# Document extract
━━━━

Suppose that I have two classes as minimally defined below. The Configuration class has multiple additional methods that need to access quantities derived from member data of Particle objects. For instance, in a simulation, the particle positions will be updated quite frequently, and these additional methods will need the separation vector between particles, computed with the computeSeparationVector(...) method below.

Is it better in terms of performance/efficiency to repeatedly call this function from the various methods that need this information, or is it more performant to compute this data once for each update step and store it in, say, std::vector<std::valarray<double>> separationVectors? If it's the latter, any suggestions on recommended ways to store such data would be greatly appreciated.

This is obviously a simplistic example, but deciding whether or not to store computed/derived data in member data containers is something I'm currently grappling with. Thanks!

#include <valarray>
#include <vector>

class Particle {
public:
    Particle(long index, double x, double y, double rad): 
        particleIndex(index),
        particleRadius(rad),
        xCoord(x),
        yCoord(y)

━━━━

# Extracted records
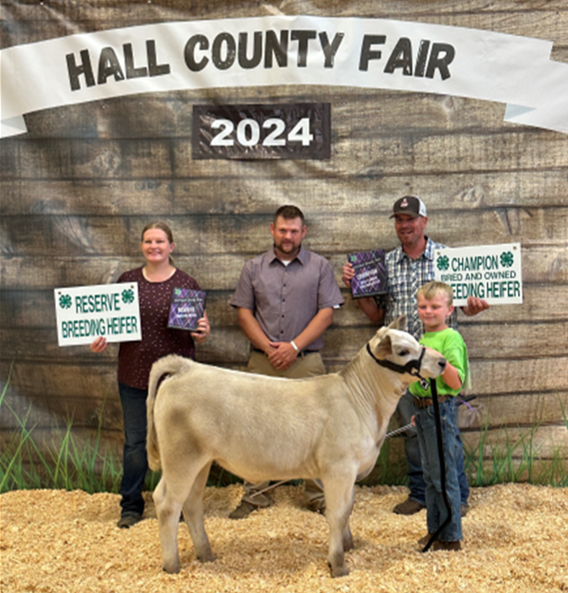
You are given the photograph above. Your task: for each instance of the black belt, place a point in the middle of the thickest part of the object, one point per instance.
(301, 354)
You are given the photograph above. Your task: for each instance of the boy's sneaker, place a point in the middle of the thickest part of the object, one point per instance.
(408, 507)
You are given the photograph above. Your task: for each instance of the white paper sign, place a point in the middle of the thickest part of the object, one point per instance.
(86, 312)
(282, 50)
(490, 272)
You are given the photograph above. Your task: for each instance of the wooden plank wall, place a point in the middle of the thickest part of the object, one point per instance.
(79, 186)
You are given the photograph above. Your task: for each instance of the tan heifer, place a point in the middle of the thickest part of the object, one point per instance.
(265, 428)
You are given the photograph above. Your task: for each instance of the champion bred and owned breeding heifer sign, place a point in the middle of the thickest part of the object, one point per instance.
(293, 131)
(490, 272)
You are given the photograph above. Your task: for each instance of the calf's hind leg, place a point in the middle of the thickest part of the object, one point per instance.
(338, 505)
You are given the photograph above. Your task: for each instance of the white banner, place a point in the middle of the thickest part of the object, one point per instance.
(286, 50)
(86, 312)
(490, 272)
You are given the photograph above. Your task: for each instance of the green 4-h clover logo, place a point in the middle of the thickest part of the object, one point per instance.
(507, 259)
(128, 296)
(65, 301)
(443, 262)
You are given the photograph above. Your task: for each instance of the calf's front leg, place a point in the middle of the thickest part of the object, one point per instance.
(338, 504)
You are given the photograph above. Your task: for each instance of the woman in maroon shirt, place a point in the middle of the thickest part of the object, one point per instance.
(156, 281)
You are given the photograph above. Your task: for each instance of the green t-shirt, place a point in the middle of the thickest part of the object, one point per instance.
(450, 344)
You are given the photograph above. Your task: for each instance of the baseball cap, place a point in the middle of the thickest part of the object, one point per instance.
(411, 205)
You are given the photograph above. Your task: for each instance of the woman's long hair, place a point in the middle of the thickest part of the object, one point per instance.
(162, 226)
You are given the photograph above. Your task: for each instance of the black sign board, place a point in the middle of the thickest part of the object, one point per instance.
(292, 131)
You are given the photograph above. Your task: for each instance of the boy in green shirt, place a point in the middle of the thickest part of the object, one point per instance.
(434, 307)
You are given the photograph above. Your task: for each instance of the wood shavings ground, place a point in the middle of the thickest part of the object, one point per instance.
(515, 541)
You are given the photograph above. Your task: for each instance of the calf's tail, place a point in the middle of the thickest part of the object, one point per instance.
(169, 365)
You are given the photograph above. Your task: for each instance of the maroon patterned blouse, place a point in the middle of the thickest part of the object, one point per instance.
(135, 359)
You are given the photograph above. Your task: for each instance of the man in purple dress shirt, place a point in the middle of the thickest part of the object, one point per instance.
(285, 300)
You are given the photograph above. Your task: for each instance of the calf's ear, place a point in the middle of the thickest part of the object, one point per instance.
(384, 347)
(399, 323)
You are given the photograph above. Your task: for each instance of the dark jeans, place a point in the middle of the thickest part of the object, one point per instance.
(135, 459)
(406, 409)
(436, 510)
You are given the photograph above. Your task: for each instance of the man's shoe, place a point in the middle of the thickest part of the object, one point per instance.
(424, 540)
(317, 506)
(127, 521)
(243, 510)
(447, 546)
(408, 507)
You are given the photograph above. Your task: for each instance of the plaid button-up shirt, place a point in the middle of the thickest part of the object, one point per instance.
(405, 277)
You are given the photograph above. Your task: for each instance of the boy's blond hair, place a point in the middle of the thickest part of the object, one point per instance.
(432, 288)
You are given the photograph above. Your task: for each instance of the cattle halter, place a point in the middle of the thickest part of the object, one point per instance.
(412, 367)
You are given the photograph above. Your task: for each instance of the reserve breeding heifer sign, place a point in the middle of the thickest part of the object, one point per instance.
(490, 272)
(87, 312)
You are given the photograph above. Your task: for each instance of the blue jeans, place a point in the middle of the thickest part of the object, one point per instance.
(135, 459)
(435, 504)
(406, 409)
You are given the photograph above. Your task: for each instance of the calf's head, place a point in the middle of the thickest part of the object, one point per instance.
(397, 350)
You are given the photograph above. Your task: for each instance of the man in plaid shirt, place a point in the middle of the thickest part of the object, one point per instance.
(409, 267)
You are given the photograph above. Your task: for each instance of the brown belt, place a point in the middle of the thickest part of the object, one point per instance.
(424, 402)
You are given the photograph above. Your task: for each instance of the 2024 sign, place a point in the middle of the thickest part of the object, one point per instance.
(298, 131)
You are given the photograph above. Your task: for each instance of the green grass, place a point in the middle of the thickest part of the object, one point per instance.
(71, 463)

━━━━

# Challenge
Repeat the passage of the C++ particle question word for word, starting at "This is obviously" and ending at "grappling with. Thanks!".

# Exercise answer
This is obviously a simplistic example, but deciding whether or not to store computed/derived data in member data containers is something I'm currently grappling with. Thanks!